Exercise: Reproduce every one of the entries below word for word, with no changes at all. Omit the pictures from what you write.

Input rows:
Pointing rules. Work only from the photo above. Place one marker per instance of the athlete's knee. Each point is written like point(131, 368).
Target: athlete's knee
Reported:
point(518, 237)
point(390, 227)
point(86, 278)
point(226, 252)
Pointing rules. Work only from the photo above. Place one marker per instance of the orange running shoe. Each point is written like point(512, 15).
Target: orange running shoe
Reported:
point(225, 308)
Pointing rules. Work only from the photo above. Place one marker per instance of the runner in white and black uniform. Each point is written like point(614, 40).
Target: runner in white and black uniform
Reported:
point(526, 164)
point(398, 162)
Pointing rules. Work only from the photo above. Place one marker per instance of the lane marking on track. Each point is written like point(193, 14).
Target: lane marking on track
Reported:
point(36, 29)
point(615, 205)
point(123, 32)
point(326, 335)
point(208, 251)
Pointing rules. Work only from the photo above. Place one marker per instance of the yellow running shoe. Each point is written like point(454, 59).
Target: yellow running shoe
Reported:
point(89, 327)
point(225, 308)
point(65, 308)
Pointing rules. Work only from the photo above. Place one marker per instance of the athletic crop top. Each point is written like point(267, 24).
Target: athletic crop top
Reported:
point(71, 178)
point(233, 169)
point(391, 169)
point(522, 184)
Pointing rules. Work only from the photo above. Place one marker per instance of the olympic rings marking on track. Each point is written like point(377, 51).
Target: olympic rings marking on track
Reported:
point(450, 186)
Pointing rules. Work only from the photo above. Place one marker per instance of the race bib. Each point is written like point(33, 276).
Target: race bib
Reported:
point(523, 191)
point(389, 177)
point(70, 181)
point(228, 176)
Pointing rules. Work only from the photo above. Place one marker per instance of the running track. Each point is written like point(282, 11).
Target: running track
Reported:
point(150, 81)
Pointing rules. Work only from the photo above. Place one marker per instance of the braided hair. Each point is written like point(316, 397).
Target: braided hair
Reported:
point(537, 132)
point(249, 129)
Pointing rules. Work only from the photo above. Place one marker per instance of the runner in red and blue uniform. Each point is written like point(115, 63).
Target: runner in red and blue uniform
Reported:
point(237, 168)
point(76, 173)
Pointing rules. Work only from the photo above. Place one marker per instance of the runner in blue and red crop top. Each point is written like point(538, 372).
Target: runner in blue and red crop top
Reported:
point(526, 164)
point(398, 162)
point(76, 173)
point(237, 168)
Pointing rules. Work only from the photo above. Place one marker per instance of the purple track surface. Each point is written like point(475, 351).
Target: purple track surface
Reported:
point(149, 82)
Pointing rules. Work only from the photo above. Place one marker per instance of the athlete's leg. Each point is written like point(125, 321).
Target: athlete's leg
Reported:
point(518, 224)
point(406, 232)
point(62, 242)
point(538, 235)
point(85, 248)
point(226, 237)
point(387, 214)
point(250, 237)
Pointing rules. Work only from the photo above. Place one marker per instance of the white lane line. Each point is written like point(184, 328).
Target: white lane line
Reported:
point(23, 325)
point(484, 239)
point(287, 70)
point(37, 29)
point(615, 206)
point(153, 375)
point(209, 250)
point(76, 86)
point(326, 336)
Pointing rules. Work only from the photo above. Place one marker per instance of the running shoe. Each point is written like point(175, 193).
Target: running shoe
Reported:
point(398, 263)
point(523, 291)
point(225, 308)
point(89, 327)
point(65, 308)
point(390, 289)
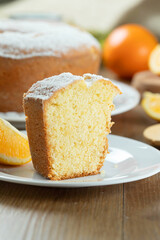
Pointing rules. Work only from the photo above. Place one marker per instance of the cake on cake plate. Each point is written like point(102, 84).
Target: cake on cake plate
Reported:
point(32, 50)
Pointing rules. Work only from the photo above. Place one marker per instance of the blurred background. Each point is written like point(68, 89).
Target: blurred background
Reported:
point(93, 15)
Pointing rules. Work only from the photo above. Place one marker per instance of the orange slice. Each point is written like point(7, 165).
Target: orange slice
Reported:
point(151, 104)
point(14, 147)
point(154, 60)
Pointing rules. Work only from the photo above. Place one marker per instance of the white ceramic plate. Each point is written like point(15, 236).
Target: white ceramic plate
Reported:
point(128, 161)
point(124, 102)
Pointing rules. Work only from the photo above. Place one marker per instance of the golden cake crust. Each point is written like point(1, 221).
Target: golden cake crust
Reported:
point(36, 125)
point(21, 67)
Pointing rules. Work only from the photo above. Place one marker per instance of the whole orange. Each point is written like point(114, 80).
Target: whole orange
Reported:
point(127, 49)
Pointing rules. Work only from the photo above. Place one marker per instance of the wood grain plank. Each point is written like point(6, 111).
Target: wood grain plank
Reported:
point(142, 209)
point(28, 213)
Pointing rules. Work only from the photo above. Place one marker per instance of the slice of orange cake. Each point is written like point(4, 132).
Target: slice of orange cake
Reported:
point(68, 118)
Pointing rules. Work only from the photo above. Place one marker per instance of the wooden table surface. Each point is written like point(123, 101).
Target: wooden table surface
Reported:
point(128, 211)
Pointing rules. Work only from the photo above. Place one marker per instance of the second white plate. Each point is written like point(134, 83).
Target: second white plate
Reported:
point(128, 161)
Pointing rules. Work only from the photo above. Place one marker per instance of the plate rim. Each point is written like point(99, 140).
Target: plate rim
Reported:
point(48, 183)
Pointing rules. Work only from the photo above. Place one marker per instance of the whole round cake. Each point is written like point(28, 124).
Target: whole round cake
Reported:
point(31, 51)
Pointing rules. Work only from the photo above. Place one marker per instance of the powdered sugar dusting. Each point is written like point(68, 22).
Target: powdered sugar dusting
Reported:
point(28, 39)
point(45, 88)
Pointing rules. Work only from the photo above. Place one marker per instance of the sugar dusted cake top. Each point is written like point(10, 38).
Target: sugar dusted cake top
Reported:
point(22, 39)
point(44, 89)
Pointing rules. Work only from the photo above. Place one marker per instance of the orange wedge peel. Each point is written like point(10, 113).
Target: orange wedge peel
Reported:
point(154, 60)
point(14, 147)
point(151, 105)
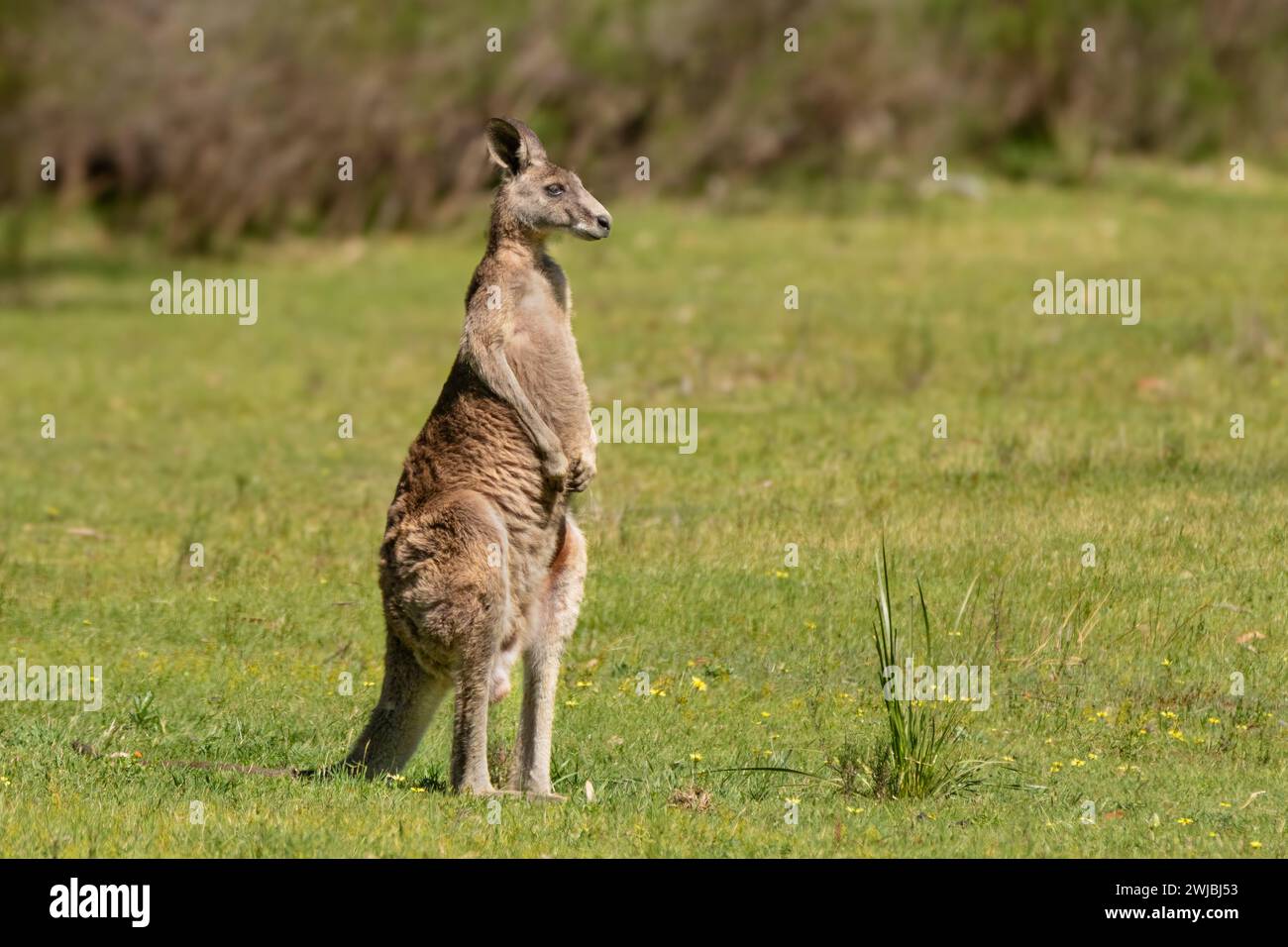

Correct response:
Pointing rules. Work only from the photo above. Place one marker per instance of the athlete's knee. Each point is written like point(131, 368).
Target: athlete's knee
Reported:
point(518, 237)
point(390, 227)
point(86, 278)
point(226, 252)
Pointing rules. Work only from the photo above. Place one marker per instance of the orange running shoe. Each point is written like point(512, 15).
Target: orange running shoe
Reported:
point(225, 308)
Pointing rules. Work only from the photo above. Place one marker per instance of the runner in white and black uniform. Each point is written like point(614, 40).
Target: runner in white and black uniform
Reported:
point(526, 164)
point(398, 162)
Pointing rules. Work only from the photo above. Place one marker per instance of the lane marking on track. Each point is written like point(193, 14).
Target: lane marking on track
Reported:
point(36, 29)
point(615, 205)
point(123, 32)
point(326, 335)
point(208, 251)
Pointing rules. Work only from the photo above. Place one marker per instance of the yellow running shoe. Each point is written like point(454, 59).
Target: yellow running shoe
Reported:
point(89, 327)
point(225, 308)
point(65, 308)
Pointing rules. Work only from the photo above. Place one marker per instance of the athletic crop top. Each point is written like point(267, 24).
Target: athletic crop top
Reported:
point(71, 178)
point(233, 169)
point(391, 169)
point(522, 184)
Pointing rules. Work only from the photo above. Place one marker per instance of the olympic rings marking on track. Each point is written like point(377, 51).
Target: olympic rings marking on track
Reported:
point(450, 186)
Pointing rules. Work only from the photo above. Place one marker per instance of the race bib. Each point is written like point(33, 276).
Target: race bib
Reported:
point(523, 191)
point(389, 177)
point(70, 181)
point(228, 176)
Pointing rules. Work only from the photo above. Place one marker per instance of the running track. Each point is written like point(282, 11).
Target: running track
Reported:
point(150, 81)
Pointing rules. Work only from the photo above. Place one marker per instance of the braided hair. Each point is written like point(316, 397).
Target: braided hair
Reported:
point(537, 132)
point(249, 129)
Pointing rules. Work only from the photo above. Place one marker per instance of the runner in red and blue uniform. Each point is written like point(115, 63).
Target: runner in red and blue uniform
Reported:
point(237, 168)
point(76, 173)
Pointing rules. Work only from the photo above. Place one marker per instance of the runner in blue and red crop top. Each point is written like point(538, 372).
Target: runner in blue and red crop top
Reported:
point(526, 164)
point(398, 162)
point(76, 173)
point(237, 168)
Pointing rules. Work only from the photo above. Place one marker per instance of the purple track surface. Each point is written like point(475, 351).
Target: purple track surface
Reported:
point(149, 82)
Pointing rules. Work only from the photo above. Place one marker per instance of the athlete's leg. Each point is written like point(125, 321).
Target: athlete's leg
Reported:
point(518, 224)
point(406, 232)
point(62, 242)
point(538, 235)
point(85, 248)
point(226, 237)
point(387, 214)
point(250, 237)
Pointing rules. Work only from the photo above. Place one marker per instance of the white lane line. Each point is written like point(184, 328).
Target: white lane line
Reported:
point(23, 325)
point(484, 239)
point(287, 70)
point(37, 29)
point(615, 206)
point(153, 375)
point(209, 250)
point(76, 86)
point(326, 336)
Pointing rules. Work only from the photo above. Place one marker per instance of the running shoe. Each point is written like point(175, 193).
Target: running shoe
Reported:
point(398, 263)
point(523, 291)
point(225, 308)
point(89, 327)
point(65, 308)
point(390, 289)
Pointing rules. Work only from the photo above. Place one marker per instance of the cake on cake plate. Each point is written like point(102, 84).
Target: cake on cake plate
Reported:
point(32, 50)
Pointing rules. Work only from the photo above. Place one marker per instance of the blurred background. Each point is written like point(68, 89).
Target: blurred background
Reported:
point(93, 15)
Pointing rules. Work only from the photo above. Place one marker per instance of the orange slice. Each point is written like point(7, 165).
Target: orange slice
Reported:
point(151, 104)
point(14, 147)
point(154, 60)
Pointing rules. Work only from the photo above. Place one marker per instance of the white ceramic plate. Each point is written like point(15, 236).
Target: white ceramic plate
Reported:
point(128, 161)
point(124, 102)
Pointing rules. Work only from the photo above. Place one marker per instance of the golden cake crust. Each point is written like point(1, 221).
Target: golden cake crust
Reported:
point(36, 125)
point(21, 67)
Pointing rules. Work only from the photo above. Place one marker per instance of the whole orange. Each point is written like point(114, 80).
Target: whole orange
Reported:
point(127, 49)
Pointing rules. Work only from the photo above. Place one marker per instance of the wood grain plank. Each point is written like point(6, 111).
Target: wood grain plank
Reported:
point(142, 209)
point(28, 213)
Pointing rules. Work only from the photo above. Place one marker per instance of the slice of orange cake. Each point is written like point(4, 132).
Target: slice of orange cake
Reported:
point(68, 118)
Pointing rules. Work only from the photo above. Place one marker per instance of the wooden table surface. Each point is written like point(123, 101).
Target: wooden table surface
Reported:
point(128, 211)
Pointing rules. Work only from the photo above. Place one marker per instance of the second white plate. Each point is written like point(134, 83).
Target: second white plate
Reported:
point(128, 161)
Pointing rules. Work only from the photo above. Place one marker per instance of the plate rim. Each point is written like point(99, 140).
Target: plate rim
Reported:
point(48, 183)
Pointing rules. Work only from the photo above. Place one marker per instance of the whole round cake. Each point is written like point(28, 124).
Target: whole round cake
Reported:
point(31, 51)
Pointing rules. Work only from the photo above. Place one marker per instance of the powdered sugar dusting. Each point is written like point(68, 22).
Target: powdered sugar dusting
Reported:
point(28, 39)
point(45, 88)
Pointing rules. Work only from the photo above. Place one marker per instance of the sugar dusted cake top. Each point is written like point(10, 38).
Target: sugar dusted cake top
Reported:
point(22, 39)
point(44, 89)
Pointing rules. Work only from the photo above. Place one marker per instance of the orange wedge peel. Each point is written like point(10, 113).
Target: orange wedge peel
Reported:
point(154, 60)
point(14, 147)
point(151, 105)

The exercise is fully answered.